_PROMPT_
Repeat every line below exactly, word for word.

_MATERIAL TO PROCESS_
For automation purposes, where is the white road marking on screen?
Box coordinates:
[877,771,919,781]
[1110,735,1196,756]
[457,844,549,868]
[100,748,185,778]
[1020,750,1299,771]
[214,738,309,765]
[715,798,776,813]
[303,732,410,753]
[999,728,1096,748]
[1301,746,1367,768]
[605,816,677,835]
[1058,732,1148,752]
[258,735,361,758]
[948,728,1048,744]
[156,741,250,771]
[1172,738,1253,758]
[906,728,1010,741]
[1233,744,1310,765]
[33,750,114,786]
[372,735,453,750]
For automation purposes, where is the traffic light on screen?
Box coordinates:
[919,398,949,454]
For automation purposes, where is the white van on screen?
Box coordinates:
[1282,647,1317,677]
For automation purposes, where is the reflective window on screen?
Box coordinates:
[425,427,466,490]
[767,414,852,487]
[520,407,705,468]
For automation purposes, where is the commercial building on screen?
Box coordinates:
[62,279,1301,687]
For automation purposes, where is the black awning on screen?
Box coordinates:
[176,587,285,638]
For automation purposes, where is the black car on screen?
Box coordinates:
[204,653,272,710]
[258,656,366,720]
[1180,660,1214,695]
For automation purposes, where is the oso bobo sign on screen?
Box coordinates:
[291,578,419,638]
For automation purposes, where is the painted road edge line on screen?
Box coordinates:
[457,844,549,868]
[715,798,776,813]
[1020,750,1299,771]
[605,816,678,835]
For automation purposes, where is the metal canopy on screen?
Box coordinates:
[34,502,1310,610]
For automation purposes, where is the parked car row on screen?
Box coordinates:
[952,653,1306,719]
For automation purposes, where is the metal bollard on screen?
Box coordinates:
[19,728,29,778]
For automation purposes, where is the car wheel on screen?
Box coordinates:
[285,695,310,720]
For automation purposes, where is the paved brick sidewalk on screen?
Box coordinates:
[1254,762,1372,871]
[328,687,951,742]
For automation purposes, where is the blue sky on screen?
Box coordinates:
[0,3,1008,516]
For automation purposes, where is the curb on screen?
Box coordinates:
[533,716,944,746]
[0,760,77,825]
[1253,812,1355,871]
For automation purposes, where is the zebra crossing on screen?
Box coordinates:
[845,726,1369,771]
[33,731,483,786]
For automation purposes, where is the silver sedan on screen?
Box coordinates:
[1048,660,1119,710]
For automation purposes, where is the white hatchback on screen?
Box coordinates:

_EXERCISE RESULT_
For automation purposes, where is the white road marking on screen?
Box coordinates:
[877,771,919,781]
[1110,735,1196,756]
[457,844,549,868]
[100,748,185,778]
[1020,750,1299,771]
[214,738,309,765]
[715,798,776,813]
[303,732,410,753]
[999,728,1096,748]
[1301,746,1367,768]
[605,816,677,835]
[1058,732,1148,752]
[258,735,361,758]
[948,728,1048,744]
[156,741,250,771]
[1172,738,1253,758]
[906,728,1010,741]
[1233,744,1310,765]
[33,750,114,786]
[372,735,453,750]
For automation purposes, where is the traffic light on screen?
Box coordinates:
[919,398,949,454]
For automation purposes, where is the white van on screen?
Box coordinates:
[1282,647,1317,677]
For automation purposes, where is the reflective window on screen?
Box coordinates:
[425,427,466,490]
[767,414,852,487]
[520,407,705,468]
For automation purposes, where is the commercial building on screen?
Box coordinates:
[62,279,1301,687]
For automation purposes, where is the black awning on screen?
Box coordinates:
[176,587,285,638]
For automation purposes, where is the black car on screen?
Box coordinates:
[204,653,272,710]
[258,656,366,720]
[1180,660,1214,695]
For automation purposes, where is the oso bobo sign on screen?
Box coordinates:
[291,578,419,638]
For automation purposes, where is the painted road edge line on screen?
Box coordinates:
[457,844,549,868]
[715,798,776,813]
[1020,750,1299,771]
[605,816,678,835]
For automation purposes, where is the metal canopy on screen?
Box coordinates:
[34,502,1310,610]
For automation purposes, where is the parked car row on screen?
Box coordinates:
[952,653,1306,719]
For automation purposes, where is the metal bollard on screen?
Box coordinates:
[19,728,29,778]
For automation purposes, where is the car wheel on screen?
Box coordinates:
[285,695,310,720]
For automation purposes, where is the paved brick sidewalk on screen?
Box coordinates:
[1254,762,1372,871]
[328,687,951,742]
For automation purposes, where is the blue sky on screen?
Box coordinates:
[0,3,1008,516]
For automation purposes, where is the curb on screen?
Box coordinates:
[533,716,944,746]
[0,760,77,825]
[1253,812,1355,871]
For automation purposes, where is the zebra crossing on screen?
Box coordinates:
[845,726,1369,771]
[33,731,483,786]
For automation purposes, where is the silver sedan on screen?
Box coordinates:
[1048,660,1119,710]
For automation purposes, where is the white hatchback on screen?
Box coordinates:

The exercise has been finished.